= Phrase grounding data =
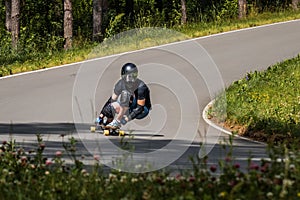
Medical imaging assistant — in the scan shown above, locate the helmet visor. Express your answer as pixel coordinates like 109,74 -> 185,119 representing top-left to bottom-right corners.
122,72 -> 138,83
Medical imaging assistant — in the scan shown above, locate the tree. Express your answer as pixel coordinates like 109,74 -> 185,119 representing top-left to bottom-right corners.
238,0 -> 247,19
292,0 -> 299,10
93,0 -> 103,41
5,0 -> 11,32
181,0 -> 187,25
11,0 -> 20,48
64,0 -> 73,49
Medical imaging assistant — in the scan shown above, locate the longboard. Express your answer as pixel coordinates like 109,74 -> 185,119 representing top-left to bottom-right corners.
90,124 -> 125,136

= Your task =
Each line of the records is to be reproduced exactly, and each picture dropped.

= Exercise result =
Medical imaging assistant — in the scan shown above, locate the helmet visor. Express your answer as pixel coordinates like 109,74 -> 185,119 representing top-left to bottom-right corners.
122,72 -> 138,83
Medical imaging assistant — in the scan shown above, locate the tree. Express your answer as pixel coordinates like 109,74 -> 185,119 representing top-left to bottom-right corners.
238,0 -> 247,19
292,0 -> 299,10
93,0 -> 103,41
5,0 -> 11,32
181,0 -> 187,25
11,0 -> 20,48
64,0 -> 73,49
Medical imaging assistant — in the scan shown above, locate the longboard. Express your answer as pixel coordinates like 109,74 -> 185,119 representing top-left to bottom-right corners.
90,124 -> 125,136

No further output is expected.